## [Assigned task A]
List every person named in the passage on the government's use of fear during the pandemic.
## [Assigned task B]
Answer from the passage on the government's use of fear during the pandemic:
(i) What is the full name of the team abbreviated SPI-B?
(ii) At which university is David Paton a professor?
(iii) What phrase did Paton use for the press briefing appearances of Vallance and Whitty?
## [Assigned task C]
Carry on the passage on the government's use of fear during the pandemic from its final sentence.

## [Supplied passage]

···

As Dodsworth discusses, fear diminishes over time, but by announcing an easing of restrictions, the government faced losing the psychological grip over a malleable public that it had worked so hard at establishing and then enforcing by draconian emergency laws.

Aided and abetted by what the author calls its team of “unelected psychocrats” – the behavioural insights experts who advise the Scientific Advisory Group for Emergencies (SAGE) – the government has encouraged the use of fear to control people’s behaviour during the pandemic. One unnamed member of that team, the Scientific Pandemic Influenza Group on Behaviours (SPI-B), said they were “stunned by the weaponisation of behavioural psychology” on the British public.

Another anonymous member told Dodsworth, “In March the government was very worried about compliance, and they thought people wouldn’t want to be locked down. There were discussions about fear being needed to encourage compliance, and decisions were made about how to ramp up the fear.”

Gavin Morgan, one SPI-B psychologist who was prepared to be named, admitted, “Clearly, using fear as a means of control is not ethical. Using fear smacks of totalitarianism. It’s not an ethical stance for any modern government.”

Establishing control was relatively easy. A straightforward effort was in the choice of data and graphs that were shared with the public at the regular press briefings from Chief Scientific Adviser Sir Patrick Vallance and Chief Medical Officer for England Professor Chris Whitty. Professor David Paton, a professor of Industrial Economics at Nottingham University, called the duo’s appearances “the ultimate psyop”.

···

## [Data extract]
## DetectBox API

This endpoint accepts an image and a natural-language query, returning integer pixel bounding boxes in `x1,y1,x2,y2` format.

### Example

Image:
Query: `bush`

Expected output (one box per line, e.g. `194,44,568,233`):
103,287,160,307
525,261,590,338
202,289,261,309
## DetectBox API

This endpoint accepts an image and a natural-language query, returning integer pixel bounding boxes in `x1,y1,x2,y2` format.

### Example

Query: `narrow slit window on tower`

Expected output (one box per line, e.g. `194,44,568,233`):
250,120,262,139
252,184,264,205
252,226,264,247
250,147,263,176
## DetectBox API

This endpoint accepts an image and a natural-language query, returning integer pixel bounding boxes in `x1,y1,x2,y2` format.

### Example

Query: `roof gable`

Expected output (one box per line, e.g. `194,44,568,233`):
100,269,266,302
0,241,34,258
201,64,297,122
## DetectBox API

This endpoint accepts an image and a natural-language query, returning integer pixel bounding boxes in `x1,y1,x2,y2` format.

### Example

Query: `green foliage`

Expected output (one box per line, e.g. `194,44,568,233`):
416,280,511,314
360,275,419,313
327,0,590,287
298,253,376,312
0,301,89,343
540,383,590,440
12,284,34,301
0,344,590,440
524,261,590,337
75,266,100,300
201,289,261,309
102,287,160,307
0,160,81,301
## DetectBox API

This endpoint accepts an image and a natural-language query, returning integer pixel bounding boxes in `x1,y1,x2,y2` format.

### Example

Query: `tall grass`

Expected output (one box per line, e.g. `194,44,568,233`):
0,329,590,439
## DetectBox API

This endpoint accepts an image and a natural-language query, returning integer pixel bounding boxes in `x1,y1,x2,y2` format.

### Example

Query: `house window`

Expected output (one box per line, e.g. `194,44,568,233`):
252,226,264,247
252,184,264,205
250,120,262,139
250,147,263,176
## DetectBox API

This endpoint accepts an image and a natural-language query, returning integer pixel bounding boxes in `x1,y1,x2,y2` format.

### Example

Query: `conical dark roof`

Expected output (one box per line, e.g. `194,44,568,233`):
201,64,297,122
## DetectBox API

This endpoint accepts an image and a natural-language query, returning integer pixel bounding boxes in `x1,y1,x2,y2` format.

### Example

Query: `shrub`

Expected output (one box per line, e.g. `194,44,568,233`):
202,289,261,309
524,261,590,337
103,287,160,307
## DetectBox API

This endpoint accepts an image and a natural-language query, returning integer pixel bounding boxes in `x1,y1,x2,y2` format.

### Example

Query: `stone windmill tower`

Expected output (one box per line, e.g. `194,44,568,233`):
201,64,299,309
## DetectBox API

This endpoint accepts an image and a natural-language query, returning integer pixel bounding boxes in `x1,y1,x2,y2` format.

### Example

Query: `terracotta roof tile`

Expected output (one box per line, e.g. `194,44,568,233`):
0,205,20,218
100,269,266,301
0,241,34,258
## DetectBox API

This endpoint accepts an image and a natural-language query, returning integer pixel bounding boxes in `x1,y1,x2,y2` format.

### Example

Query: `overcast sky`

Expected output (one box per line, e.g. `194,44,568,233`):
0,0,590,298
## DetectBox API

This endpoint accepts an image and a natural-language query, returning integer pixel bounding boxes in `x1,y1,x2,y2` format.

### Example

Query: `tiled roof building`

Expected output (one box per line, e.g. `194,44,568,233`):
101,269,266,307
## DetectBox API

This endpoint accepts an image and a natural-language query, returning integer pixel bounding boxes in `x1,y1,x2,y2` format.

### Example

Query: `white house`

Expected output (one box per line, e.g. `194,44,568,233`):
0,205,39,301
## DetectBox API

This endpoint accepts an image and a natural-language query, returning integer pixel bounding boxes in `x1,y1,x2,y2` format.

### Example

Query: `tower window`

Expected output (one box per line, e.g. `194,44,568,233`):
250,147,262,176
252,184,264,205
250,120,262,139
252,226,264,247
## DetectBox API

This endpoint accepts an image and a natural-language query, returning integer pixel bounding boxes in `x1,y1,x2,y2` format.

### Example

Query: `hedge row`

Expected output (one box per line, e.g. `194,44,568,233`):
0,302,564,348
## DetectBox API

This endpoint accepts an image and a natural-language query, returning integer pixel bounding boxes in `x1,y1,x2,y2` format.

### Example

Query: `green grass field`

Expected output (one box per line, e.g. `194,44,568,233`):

···

## [Expected output A]
Dodsworth
Gavin Morgan
Sir Patrick Vallance
Professor Chris Whitty
Professor David Paton

## [Expected output B]
(i) The Scientific Pandemic Influenza Group on Behaviours
(ii) Nottingham University
(iii) "the ultimate psyop"

## [Expected output C]
Since January last year, the pair and their colleagues have frequently appeared to pronounce the number of Covid-19 cases, hospital admissions and deaths across Great Britain. When you stop to think for just a minute, something was obviously missing from their grim presentations. What about the number of people who’d recovered from the coronavirus?

With the bodies stacking up to be carted away by military trucks in Italy, or dumped on the banks of the Ganges in India, no one has bothered to talk about those millions upon millions of people who beat Covid, which would have sent multiple messages. First, this thing is not a death sentence for everyone; second, it’s not even a hospital visit for many; and third, it’s a virus you need to be cautious about, not to fear. As one of Dodsworth’s sources says, “People would have loved headlines about recovery.”

LIke many of its media accomplices in ratcheting up the fear factor, the government realises there’s nothing scary about good news, so best just not mention it. It’s not as if the docile journalists we expected to challenge these experts even thought of asking the question.

The experts determined the frame of reference for the spread of Covid-19, and told us only what they wanted us to know in order to keep us fearful. Data that never revealed those who had recovered from the virus or were discharged from hospital created a false illusion that this was an ever-escalating red line that would continue on an upwards trajectory, rather than the usual bell jar graph we would expect.

It was, and is, a cynically manipulative exercise that remains the go-to strategy in Downing Street. Now, however, thanks to the work of authors such as Dodsworth, the brain fog is lifting, as ‘normal’ beckons on the horizon and more folk are starting to question the government’s judgements on its roadmap out of this crisis.

It’s true that the public mood has changed. I’m not sure if it’s the lifting of the holiday ban, the chance to have a pint at the local or the vaccination rollout that’s done it. Maybe it’s all these things and more.

The creepy ‘psychocrats’ pulling the strings have been rumbled, and as awareness grows of their role in the government’s inept management of the pandemic, they’ll scuttle under the furniture like cockroaches caught in the light, leaving the politicians fully exposed and expected to explain themselves. And then the real fun begins.